§ What to work on:
1 - Rewrite the passage on how India handled Pakistan's share of military stores, beginning at the words "How India betrayed" and stopping after "not to be so.", with "gratitude" changed to "goodwill".
2 - Extend the passage on how India handled Pakistan's share of military stores, continuing on from its final sentence.

§ Passage for review:

________________

Sunday, 19 September 2010

How India betrayed Pakistan


Another opportunity to build a trustworthy relationship was wasted by India when it deprived Pakistan of its due share of one-third of the military stores, as per decision of the Joint Defence Council. By being fair and just, India could have allayed Pakistan’s sense of insecurity by transferring its military share, besides winning our gratitude in bonus. But it was not to be so.
To understand the nefarious Indian designs, one has to read John Connell’s Auchinleck: A Critical Biography, in which Field Marshal Sir Claude Auchinleck in his capacity as the Commander-in-Chief of the Indian armed forces, as well as a member of the Joint Defence Council, informed the British government on September 28, 1947: “I have no hesitation whatever in affirming that the present Indian Cabinet are implacably determined to do all in their power to prevent the establishment of the Dominion of Pakistan on a firm basis….The Indian leaders, Cabinet Ministers, civil officials and others have persistently tried to obstruct the work of partition of the armed forces….It is becoming increasingly impossible for myself and my officers to continue with our task. If we are removed, there is no hope at all of any just division of assets in the shape of movable stores belonging to the former Indian army. The attitude of Pakistan, on the other hand, has been reasonable and cooperative throughout.” The fact of the matter is that Auchinleck was forced to resign. Moreover, Sardar Patel ensured that not a single piece of defence machinery reached Pakistan. India even refused to give us the machinery for Bren-gun and fuse-filling factories that was lying packed and uninstalled.

________________

§ Records:
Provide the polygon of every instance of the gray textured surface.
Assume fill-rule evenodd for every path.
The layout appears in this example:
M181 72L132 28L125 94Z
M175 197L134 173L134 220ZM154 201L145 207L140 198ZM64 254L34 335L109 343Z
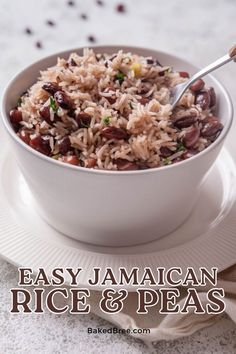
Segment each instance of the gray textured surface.
M119 1L118 1L119 2ZM61 0L0 0L0 90L16 71L43 55L88 45L88 35L98 44L130 44L158 48L192 60L201 66L224 54L235 41L234 0L124 0L126 14L117 14L117 1L75 0L74 7ZM81 13L88 20L79 18ZM55 27L45 24L47 19ZM31 27L34 35L23 33ZM43 49L35 47L42 41ZM233 65L233 64L231 64ZM236 97L235 70L216 73ZM146 353L147 347L124 335L88 335L87 327L109 328L94 316L11 315L9 289L17 285L17 270L0 261L0 353ZM213 327L175 341L159 342L163 354L233 354L236 326L228 318Z

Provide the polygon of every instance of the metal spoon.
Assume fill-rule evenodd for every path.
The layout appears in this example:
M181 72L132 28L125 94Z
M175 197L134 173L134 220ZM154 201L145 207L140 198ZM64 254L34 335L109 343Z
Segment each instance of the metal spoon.
M198 79L207 75L213 70L218 69L220 66L229 63L231 60L236 60L236 45L233 46L229 53L224 55L222 58L217 59L213 63L207 65L204 69L201 69L196 74L194 74L190 79L182 84L178 84L171 90L170 103L172 109L175 108L180 98L183 96L184 92Z

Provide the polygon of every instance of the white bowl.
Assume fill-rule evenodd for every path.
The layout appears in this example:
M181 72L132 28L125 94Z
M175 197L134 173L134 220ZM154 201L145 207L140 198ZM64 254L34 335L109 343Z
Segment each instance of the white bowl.
M185 60L151 49L122 47L156 57L175 70L196 72ZM97 46L97 53L113 54L121 47ZM230 97L212 76L207 85L217 94L217 115L224 125L220 136L203 152L175 165L141 171L99 171L72 166L44 156L26 145L13 131L9 111L17 97L55 64L82 48L51 55L29 66L11 80L2 100L3 122L12 151L35 199L38 212L54 228L80 241L107 246L148 242L170 233L188 217L204 177L220 152L233 118Z

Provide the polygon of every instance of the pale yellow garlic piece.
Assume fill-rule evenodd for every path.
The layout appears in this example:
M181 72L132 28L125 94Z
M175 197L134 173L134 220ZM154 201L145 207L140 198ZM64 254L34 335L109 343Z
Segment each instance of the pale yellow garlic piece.
M131 70L133 70L135 77L139 77L139 76L141 76L141 73L142 73L142 65L137 62L133 63L131 65Z

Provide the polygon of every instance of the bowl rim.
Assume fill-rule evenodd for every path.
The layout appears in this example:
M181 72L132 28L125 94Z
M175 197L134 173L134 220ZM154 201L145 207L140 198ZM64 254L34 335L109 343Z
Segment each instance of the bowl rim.
M93 168L85 168L85 167L81 167L81 166L71 165L68 163L57 161L57 160L53 159L52 157L46 156L46 155L34 150L33 148L31 148L29 145L24 143L19 138L19 136L15 133L15 131L13 130L13 128L11 126L11 123L8 118L8 112L6 112L6 109L5 109L8 91L11 88L11 86L14 84L14 82L18 80L18 78L20 76L24 75L29 69L33 69L34 66L39 66L43 62L53 59L53 58L55 58L55 61L56 61L56 59L58 57L68 56L70 53L77 52L79 50L83 50L84 48L91 48L91 49L95 49L96 51L101 51L101 52L105 52L106 50L111 50L111 49L113 49L114 51L124 50L124 51L129 51L129 52L134 52L134 53L135 53L135 51L152 51L152 52L155 52L157 54L157 56L158 56L158 54L168 56L170 59L182 61L183 63L191 65L196 70L198 70L198 67L196 67L191 62L189 62L179 56L170 54L168 52L164 52L164 51L160 51L160 50L148 48L148 47L144 48L144 47L127 46L127 45L94 45L94 46L89 46L89 47L84 46L84 47L72 48L72 49L68 49L68 50L64 50L64 51L50 54L48 56L42 57L41 59L39 59L37 61L34 61L30 65L27 65L25 68L18 71L10 79L8 84L5 86L5 88L3 90L2 98L1 98L1 116L2 116L2 120L3 120L3 124L5 126L5 129L7 130L8 134L11 136L11 138L13 140L15 140L17 144L19 144L21 147L23 147L23 149L28 151L30 154L34 155L36 158L39 158L47 163L54 164L55 166L58 166L61 168L70 169L70 170L74 170L74 171L78 171L78 172L82 172L82 173L89 173L89 174L102 174L102 175L109 175L109 176L117 176L117 175L119 175L119 176L126 175L127 176L127 175L142 175L142 174L147 174L147 173L148 174L149 173L156 173L157 171L159 171L158 173L162 173L162 172L165 172L166 170L173 169L173 168L175 168L175 169L181 168L182 166L184 166L186 164L193 163L194 161L197 161L199 158L203 157L204 155L208 154L210 151L214 150L227 136L227 134L231 128L232 122L233 122L234 111L233 111L232 99L229 95L229 92L224 87L224 85L219 80L217 80L214 76L212 76L211 74L208 74L207 76L209 76L211 78L211 80L218 85L219 90L221 91L221 93L223 93L223 97L224 97L224 99L226 101L226 105L228 106L228 109L229 109L229 117L228 117L226 124L224 125L224 128L223 128L221 134L219 135L219 137L217 137L217 139L210 146L208 146L206 149L202 150L198 154L196 154L186 160L179 161L176 164L171 164L171 165L161 166L161 167L153 167L153 168L148 168L148 169L144 169L144 170L134 170L134 171L116 171L115 170L114 171L114 170L100 170L100 169L93 169ZM139 54L139 55L141 55L141 54Z

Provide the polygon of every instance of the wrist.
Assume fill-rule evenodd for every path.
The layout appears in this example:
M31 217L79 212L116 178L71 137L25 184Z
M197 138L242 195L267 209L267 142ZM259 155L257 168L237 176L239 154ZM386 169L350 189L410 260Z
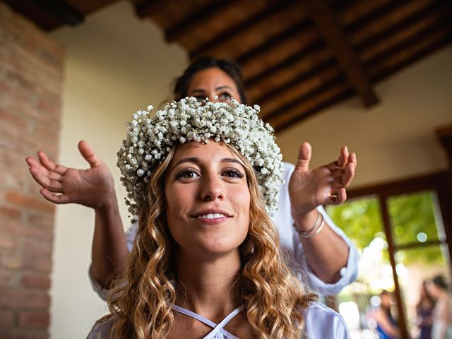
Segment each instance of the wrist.
M105 213L111 210L119 210L118 201L116 198L114 191L105 194L105 198L99 202L99 204L94 208L96 213Z
M309 212L295 212L292 211L292 217L294 220L294 225L297 230L302 232L309 230L316 222L320 212L316 208L311 210Z

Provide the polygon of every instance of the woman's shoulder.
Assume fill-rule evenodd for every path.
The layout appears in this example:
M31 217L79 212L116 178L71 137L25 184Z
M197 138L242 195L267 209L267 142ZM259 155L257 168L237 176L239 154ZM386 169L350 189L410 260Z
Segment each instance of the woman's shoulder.
M307 338L348 339L348 328L343 316L320 302L311 302L304 314Z
M112 326L112 316L107 320L98 320L94 324L90 333L88 333L86 339L109 339Z

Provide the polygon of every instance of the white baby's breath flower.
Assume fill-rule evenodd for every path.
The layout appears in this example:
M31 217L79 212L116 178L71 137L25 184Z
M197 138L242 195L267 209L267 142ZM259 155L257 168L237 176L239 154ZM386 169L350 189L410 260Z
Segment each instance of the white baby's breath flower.
M153 106L139 110L127 123L126 138L117 153L121 181L126 187L126 203L133 215L145 202L146 188L153 171L175 143L208 143L209 139L230 143L255 169L268 211L276 210L282 183L282 156L275 142L273 129L258 117L260 107L242 105L200 103L186 97L167 104L152 118Z

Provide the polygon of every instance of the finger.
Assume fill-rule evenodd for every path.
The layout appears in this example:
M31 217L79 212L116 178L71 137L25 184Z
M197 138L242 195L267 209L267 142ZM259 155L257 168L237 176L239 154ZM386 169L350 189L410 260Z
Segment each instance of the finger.
M340 168L344 168L345 164L347 163L347 160L348 159L348 148L347 146L344 146L340 148L340 153L339 155L339 158L338 159L338 165Z
M78 150L85 160L89 162L91 168L97 167L102 163L100 158L86 141L81 141L78 143Z
M347 187L350 184L353 177L355 177L355 169L356 168L356 162L349 162L345 167L344 175L343 177L342 183L344 187Z
M54 203L69 203L71 202L67 196L64 194L54 194L47 189L41 189L40 193L44 198Z
M41 167L42 167L41 166ZM40 170L39 167L32 166L30 167L28 170L30 171L30 173L31 173L31 176L33 177L35 181L42 186L46 187L50 182L50 180L47 177L48 172L47 172L47 174L42 172L42 171L47 171L45 168L42 167L42 171Z
M298 152L298 160L295 165L296 170L301 170L303 172L309 170L311 152L312 149L309 143L304 142L302 143L299 147L299 151Z
M37 152L37 156L40 158L41 164L42 164L42 165L49 171L54 171L62 175L67 170L66 167L55 164L53 161L49 159L47 155L42 150Z
M343 187L338 191L336 205L340 205L347 200L347 191Z

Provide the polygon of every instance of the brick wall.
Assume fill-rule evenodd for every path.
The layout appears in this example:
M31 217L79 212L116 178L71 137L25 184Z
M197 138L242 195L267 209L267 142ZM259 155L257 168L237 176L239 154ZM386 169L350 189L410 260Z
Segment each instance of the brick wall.
M58 151L64 51L0 2L0 338L46 338L54 206L25 157Z

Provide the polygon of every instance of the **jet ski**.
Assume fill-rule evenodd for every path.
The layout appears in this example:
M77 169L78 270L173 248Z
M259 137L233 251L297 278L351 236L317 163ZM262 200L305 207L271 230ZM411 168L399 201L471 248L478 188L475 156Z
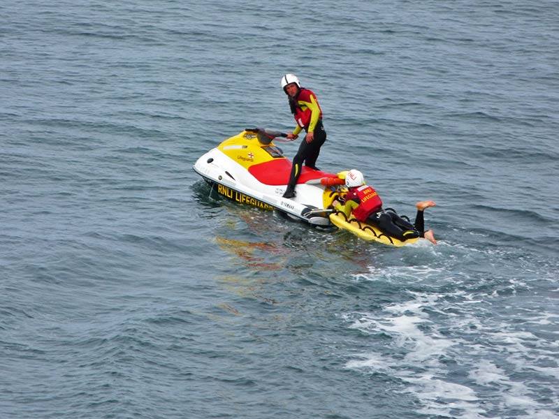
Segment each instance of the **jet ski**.
M343 179L337 174L303 166L296 196L283 198L291 162L273 142L281 137L286 134L260 128L245 129L201 156L193 168L229 200L275 210L310 224L330 226L333 210L328 207Z

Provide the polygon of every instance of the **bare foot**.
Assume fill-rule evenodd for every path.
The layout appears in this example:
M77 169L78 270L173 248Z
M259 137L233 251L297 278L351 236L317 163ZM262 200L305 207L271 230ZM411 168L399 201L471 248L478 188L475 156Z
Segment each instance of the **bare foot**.
M435 201L419 201L415 205L415 207L417 208L418 211L423 211L426 208L435 207L436 205Z
M435 240L435 235L433 233L433 230L428 230L426 231L423 233L423 237L433 244L437 244L437 240Z

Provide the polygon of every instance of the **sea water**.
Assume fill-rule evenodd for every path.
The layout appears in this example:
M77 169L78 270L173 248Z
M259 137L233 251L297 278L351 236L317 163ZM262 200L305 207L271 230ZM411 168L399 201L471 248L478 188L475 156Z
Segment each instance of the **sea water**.
M0 417L559 416L556 1L0 3ZM317 164L439 240L191 169L317 95ZM281 145L292 158L297 142Z

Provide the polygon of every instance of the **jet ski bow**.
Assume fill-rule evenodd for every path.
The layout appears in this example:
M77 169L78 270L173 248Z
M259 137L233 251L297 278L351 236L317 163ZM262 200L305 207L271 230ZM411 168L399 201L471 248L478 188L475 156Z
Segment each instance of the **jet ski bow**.
M233 201L276 210L310 224L328 226L328 207L337 196L337 175L303 166L296 196L284 198L291 162L274 144L286 134L259 128L247 128L201 156L194 171ZM278 140L281 141L281 140Z

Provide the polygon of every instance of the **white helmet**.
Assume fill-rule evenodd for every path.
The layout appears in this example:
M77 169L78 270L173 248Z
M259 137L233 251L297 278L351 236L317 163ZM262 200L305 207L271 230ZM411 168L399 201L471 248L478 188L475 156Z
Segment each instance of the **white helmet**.
M286 74L282 77L282 89L285 90L285 87L291 83L295 83L297 87L300 89L301 84L299 82L299 79L294 74Z
M361 186L365 184L365 177L359 170L351 169L345 175L345 186L348 188Z

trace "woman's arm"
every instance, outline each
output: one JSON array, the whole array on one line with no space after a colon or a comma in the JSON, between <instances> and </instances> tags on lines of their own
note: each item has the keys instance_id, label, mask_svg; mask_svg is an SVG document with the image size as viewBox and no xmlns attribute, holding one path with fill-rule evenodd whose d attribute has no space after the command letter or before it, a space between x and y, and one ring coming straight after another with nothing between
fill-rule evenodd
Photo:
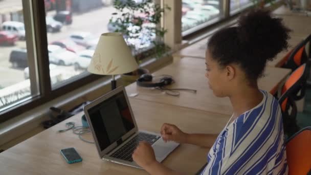
<instances>
[{"instance_id":1,"label":"woman's arm","mask_svg":"<svg viewBox=\"0 0 311 175\"><path fill-rule=\"evenodd\" d=\"M218 135L205 134L187 134L185 138L185 143L199 146L211 147Z\"/></svg>"},{"instance_id":2,"label":"woman's arm","mask_svg":"<svg viewBox=\"0 0 311 175\"><path fill-rule=\"evenodd\" d=\"M140 142L132 157L138 165L150 174L180 174L158 162L152 147L147 142Z\"/></svg>"},{"instance_id":3,"label":"woman's arm","mask_svg":"<svg viewBox=\"0 0 311 175\"><path fill-rule=\"evenodd\" d=\"M207 147L212 146L218 136L213 134L187 134L183 132L175 125L168 123L163 124L161 133L165 142L173 141Z\"/></svg>"},{"instance_id":4,"label":"woman's arm","mask_svg":"<svg viewBox=\"0 0 311 175\"><path fill-rule=\"evenodd\" d=\"M181 174L161 164L160 162L155 161L152 164L144 168L149 173L152 175L174 175Z\"/></svg>"}]
</instances>

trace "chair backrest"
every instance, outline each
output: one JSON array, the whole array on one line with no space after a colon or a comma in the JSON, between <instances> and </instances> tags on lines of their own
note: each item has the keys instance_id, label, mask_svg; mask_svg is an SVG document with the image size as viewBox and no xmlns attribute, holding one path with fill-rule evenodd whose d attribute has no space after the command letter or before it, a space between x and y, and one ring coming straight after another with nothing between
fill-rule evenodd
<instances>
[{"instance_id":1,"label":"chair backrest","mask_svg":"<svg viewBox=\"0 0 311 175\"><path fill-rule=\"evenodd\" d=\"M286 142L288 175L307 174L311 169L311 127L299 130Z\"/></svg>"},{"instance_id":2,"label":"chair backrest","mask_svg":"<svg viewBox=\"0 0 311 175\"><path fill-rule=\"evenodd\" d=\"M279 98L279 103L282 110L284 132L288 136L299 129L296 121L297 109L295 101L302 98L305 94L309 63L308 61L307 63L300 65L290 75Z\"/></svg>"},{"instance_id":3,"label":"chair backrest","mask_svg":"<svg viewBox=\"0 0 311 175\"><path fill-rule=\"evenodd\" d=\"M294 100L299 100L303 97L305 94L306 80L309 76L309 67L310 62L307 61L291 74L283 86L280 99L286 94L286 94L283 98L290 95Z\"/></svg>"},{"instance_id":4,"label":"chair backrest","mask_svg":"<svg viewBox=\"0 0 311 175\"><path fill-rule=\"evenodd\" d=\"M291 52L286 62L282 67L289 68L294 71L300 65L307 62L308 56L305 48L306 44L310 40L311 35L297 45L294 50Z\"/></svg>"}]
</instances>

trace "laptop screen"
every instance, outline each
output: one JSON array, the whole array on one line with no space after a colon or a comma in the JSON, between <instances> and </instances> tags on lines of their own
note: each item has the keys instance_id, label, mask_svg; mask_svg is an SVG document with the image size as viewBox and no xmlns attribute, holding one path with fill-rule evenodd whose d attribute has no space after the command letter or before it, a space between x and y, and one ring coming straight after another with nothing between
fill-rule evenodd
<instances>
[{"instance_id":1,"label":"laptop screen","mask_svg":"<svg viewBox=\"0 0 311 175\"><path fill-rule=\"evenodd\" d=\"M87 111L101 151L135 127L123 91Z\"/></svg>"}]
</instances>

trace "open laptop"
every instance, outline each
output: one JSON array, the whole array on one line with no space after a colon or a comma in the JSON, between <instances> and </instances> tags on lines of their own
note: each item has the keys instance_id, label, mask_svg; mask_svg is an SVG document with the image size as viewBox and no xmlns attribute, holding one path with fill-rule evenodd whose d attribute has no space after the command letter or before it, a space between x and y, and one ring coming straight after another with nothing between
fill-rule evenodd
<instances>
[{"instance_id":1,"label":"open laptop","mask_svg":"<svg viewBox=\"0 0 311 175\"><path fill-rule=\"evenodd\" d=\"M159 134L138 130L123 86L92 101L84 111L99 157L103 160L141 168L132 159L139 141L149 142L160 162L179 145L165 143Z\"/></svg>"}]
</instances>

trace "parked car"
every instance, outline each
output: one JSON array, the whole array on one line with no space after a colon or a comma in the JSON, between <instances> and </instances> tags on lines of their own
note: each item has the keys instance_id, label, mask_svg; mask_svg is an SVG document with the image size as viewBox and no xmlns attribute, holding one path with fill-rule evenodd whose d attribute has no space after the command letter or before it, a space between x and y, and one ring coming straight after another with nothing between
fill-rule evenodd
<instances>
[{"instance_id":1,"label":"parked car","mask_svg":"<svg viewBox=\"0 0 311 175\"><path fill-rule=\"evenodd\" d=\"M0 45L14 45L18 40L17 36L7 31L0 31Z\"/></svg>"},{"instance_id":2,"label":"parked car","mask_svg":"<svg viewBox=\"0 0 311 175\"><path fill-rule=\"evenodd\" d=\"M185 15L183 16L183 18L200 22L207 21L209 18L209 15L200 13L199 12L194 11L189 11Z\"/></svg>"},{"instance_id":3,"label":"parked car","mask_svg":"<svg viewBox=\"0 0 311 175\"><path fill-rule=\"evenodd\" d=\"M75 70L86 69L91 63L91 59L90 58L86 57L76 57L73 64Z\"/></svg>"},{"instance_id":4,"label":"parked car","mask_svg":"<svg viewBox=\"0 0 311 175\"><path fill-rule=\"evenodd\" d=\"M62 24L71 24L72 23L72 13L69 11L60 11L53 16L53 18Z\"/></svg>"},{"instance_id":5,"label":"parked car","mask_svg":"<svg viewBox=\"0 0 311 175\"><path fill-rule=\"evenodd\" d=\"M183 0L182 3L182 7L186 7L191 10L196 8L198 8L202 5L202 4L193 2L192 0Z\"/></svg>"},{"instance_id":6,"label":"parked car","mask_svg":"<svg viewBox=\"0 0 311 175\"><path fill-rule=\"evenodd\" d=\"M97 45L98 38L96 38L90 32L74 32L69 36L69 38L78 45L86 48Z\"/></svg>"},{"instance_id":7,"label":"parked car","mask_svg":"<svg viewBox=\"0 0 311 175\"><path fill-rule=\"evenodd\" d=\"M56 45L48 46L49 59L50 63L61 65L71 65L78 55Z\"/></svg>"},{"instance_id":8,"label":"parked car","mask_svg":"<svg viewBox=\"0 0 311 175\"><path fill-rule=\"evenodd\" d=\"M47 31L48 32L59 32L62 27L62 24L57 20L54 20L51 16L46 17L47 23Z\"/></svg>"},{"instance_id":9,"label":"parked car","mask_svg":"<svg viewBox=\"0 0 311 175\"><path fill-rule=\"evenodd\" d=\"M216 15L219 14L219 10L215 8L213 6L204 5L202 6L198 9L194 9L194 11L201 12L203 14L206 14L210 16Z\"/></svg>"},{"instance_id":10,"label":"parked car","mask_svg":"<svg viewBox=\"0 0 311 175\"><path fill-rule=\"evenodd\" d=\"M50 72L52 72L57 68L57 65L54 64L50 64L49 68L50 69ZM24 77L25 79L29 78L29 67L27 67L24 70Z\"/></svg>"},{"instance_id":11,"label":"parked car","mask_svg":"<svg viewBox=\"0 0 311 175\"><path fill-rule=\"evenodd\" d=\"M95 49L94 49L95 50ZM92 58L94 54L94 50L86 49L82 51L80 51L77 53L77 54L79 56L82 57L85 57L88 58Z\"/></svg>"},{"instance_id":12,"label":"parked car","mask_svg":"<svg viewBox=\"0 0 311 175\"><path fill-rule=\"evenodd\" d=\"M2 23L2 30L16 35L20 39L25 39L25 28L23 23L5 21Z\"/></svg>"},{"instance_id":13,"label":"parked car","mask_svg":"<svg viewBox=\"0 0 311 175\"><path fill-rule=\"evenodd\" d=\"M74 53L85 49L85 47L77 45L75 42L70 39L54 41L51 42L50 44L60 46L63 49L65 49L69 51Z\"/></svg>"},{"instance_id":14,"label":"parked car","mask_svg":"<svg viewBox=\"0 0 311 175\"><path fill-rule=\"evenodd\" d=\"M9 61L13 68L25 68L28 66L27 51L26 49L17 49L12 50Z\"/></svg>"}]
</instances>

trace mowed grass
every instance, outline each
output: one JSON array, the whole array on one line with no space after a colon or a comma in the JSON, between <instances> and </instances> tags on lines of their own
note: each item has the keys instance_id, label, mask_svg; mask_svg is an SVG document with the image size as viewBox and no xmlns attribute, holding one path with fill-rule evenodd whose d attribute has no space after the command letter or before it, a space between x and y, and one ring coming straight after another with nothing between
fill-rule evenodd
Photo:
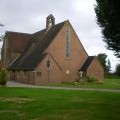
<instances>
[{"instance_id":1,"label":"mowed grass","mask_svg":"<svg viewBox=\"0 0 120 120\"><path fill-rule=\"evenodd\" d=\"M61 87L78 87L78 88L104 88L104 89L120 89L120 77L104 78L102 83L89 83L89 82L66 82L59 84L51 84L51 86Z\"/></svg>"},{"instance_id":2,"label":"mowed grass","mask_svg":"<svg viewBox=\"0 0 120 120\"><path fill-rule=\"evenodd\" d=\"M0 87L0 120L120 120L120 93Z\"/></svg>"}]
</instances>

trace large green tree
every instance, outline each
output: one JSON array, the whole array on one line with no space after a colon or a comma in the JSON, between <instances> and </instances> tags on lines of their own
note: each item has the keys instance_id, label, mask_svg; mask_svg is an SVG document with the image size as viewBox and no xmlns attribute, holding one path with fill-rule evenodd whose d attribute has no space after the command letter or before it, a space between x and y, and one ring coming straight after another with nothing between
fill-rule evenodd
<instances>
[{"instance_id":1,"label":"large green tree","mask_svg":"<svg viewBox=\"0 0 120 120\"><path fill-rule=\"evenodd\" d=\"M107 48L120 58L120 1L96 0L95 13Z\"/></svg>"}]
</instances>

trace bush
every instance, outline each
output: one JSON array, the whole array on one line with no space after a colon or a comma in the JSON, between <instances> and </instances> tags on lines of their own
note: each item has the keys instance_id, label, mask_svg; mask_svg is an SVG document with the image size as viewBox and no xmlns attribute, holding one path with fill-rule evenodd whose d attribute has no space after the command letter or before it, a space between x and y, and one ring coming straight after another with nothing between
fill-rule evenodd
<instances>
[{"instance_id":1,"label":"bush","mask_svg":"<svg viewBox=\"0 0 120 120\"><path fill-rule=\"evenodd\" d=\"M5 86L7 82L7 72L5 69L0 71L0 85Z\"/></svg>"},{"instance_id":2,"label":"bush","mask_svg":"<svg viewBox=\"0 0 120 120\"><path fill-rule=\"evenodd\" d=\"M116 65L115 74L120 77L120 64Z\"/></svg>"},{"instance_id":3,"label":"bush","mask_svg":"<svg viewBox=\"0 0 120 120\"><path fill-rule=\"evenodd\" d=\"M94 77L90 77L90 76L87 76L86 78L86 82L97 82L98 80Z\"/></svg>"}]
</instances>

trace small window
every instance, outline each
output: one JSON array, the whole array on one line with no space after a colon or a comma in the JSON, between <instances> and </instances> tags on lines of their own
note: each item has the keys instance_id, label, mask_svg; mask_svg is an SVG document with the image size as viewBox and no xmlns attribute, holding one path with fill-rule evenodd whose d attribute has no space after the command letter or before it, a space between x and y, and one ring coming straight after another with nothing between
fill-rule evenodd
<instances>
[{"instance_id":1,"label":"small window","mask_svg":"<svg viewBox=\"0 0 120 120\"><path fill-rule=\"evenodd\" d=\"M41 72L37 72L37 76L41 76Z\"/></svg>"}]
</instances>

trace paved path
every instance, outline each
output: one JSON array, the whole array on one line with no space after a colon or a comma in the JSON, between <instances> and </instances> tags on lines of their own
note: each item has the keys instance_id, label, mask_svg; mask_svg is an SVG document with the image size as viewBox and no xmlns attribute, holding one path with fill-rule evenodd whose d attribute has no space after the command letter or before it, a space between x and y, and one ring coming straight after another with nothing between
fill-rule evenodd
<instances>
[{"instance_id":1,"label":"paved path","mask_svg":"<svg viewBox=\"0 0 120 120\"><path fill-rule=\"evenodd\" d=\"M36 86L29 84L22 84L15 81L8 81L7 87L28 87L28 88L44 88L44 89L61 89L61 90L83 90L83 91L103 91L103 92L116 92L120 93L120 90L114 89L98 89L98 88L75 88L75 87L58 87L58 86Z\"/></svg>"}]
</instances>

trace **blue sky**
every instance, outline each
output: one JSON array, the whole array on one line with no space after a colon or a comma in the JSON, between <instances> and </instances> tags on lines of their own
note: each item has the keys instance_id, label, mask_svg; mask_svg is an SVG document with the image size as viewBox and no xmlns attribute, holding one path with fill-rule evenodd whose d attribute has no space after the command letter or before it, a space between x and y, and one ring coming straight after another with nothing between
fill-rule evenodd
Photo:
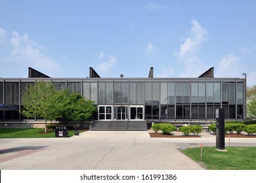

________________

§ Answer set:
1 -
How India betrayed Pakistan


Another opportunity to build a trustworthy relationship was wasted by India when it deprived Pakistan of its due share of one-third of the military stores, as per decision of the Joint Defence Council. By being fair and just, India could have allayed Pakistan’s sense of insecurity by transferring its military share, besides winning our goodwill in bonus. But it was not to be so.

2 -
Yet, another classic example of India’s Machiavellian duplicity came to the fore on the issue of water distribution of rivers and canals in Punjab. This issue was dealt by Committee B of the Arbitral Tribunal, which was to expire on March 31, 1948. This committee with equal representation from India and Pakistan unanimously agreed that the pre-partition shares of water would not be changed but the day after the Arbitral Tribunal ceased to exist, India stopped the supply of water in every canal coming into Pakistan threatening agriculture over 1.66 million acres. The precarious Pakistani condition was exploited to the hilt by India when a delegation headed by Ghulam Muhammad comprising Shaukat Hayat and Mumtaz Daultana was not given any choice but was made to sign a statement without changing a word or a comma by Nehru’s government on May 4, as a condition for restoring the flow of water. If it were not a blackmail, pure and simple, then what was it?
The threat potential of this ‘water bomb’ was highlighted by David E. Lilienthal, a former head of the Tennessee Valley Authority, US, who, after visiting the subcontinent commented in the August 1951 issue of the Collier magazine: “With no water for irrigation (Pakistan) would be desert….No army, with bombs and shellfire, could devastate a land as thoroughly as Pakistan could be devastated by the simple expedient of India’s permanently shutting off the sources of water that keep the fields and the people of Pakistan alive.” In a timeless observation, he termed the water dispute “pure dynamite, a Punjab powder keg” and warned that “peace in the Indo-Pakistan subcontinent is not in sight with these inflammables around.” This is indeed the context of today’s “water tensions.”
When lifetime opportunities presented themselves to build a genuine trustworthy friendship with Pakistan, it was India that frittered them away by betraying Pakistan’s trust. When we trusted India to be just, it deceived us. When we expected it to be prudent in its discretion, India showed indiscretion, and when we thought that it would allay our sense of insecurity, it tried to make us defenceless. In this backdrop, can Pakistanis afford to ignore George Santayana’s advice: “Those who cannot remember the past are condemned to repeat it.”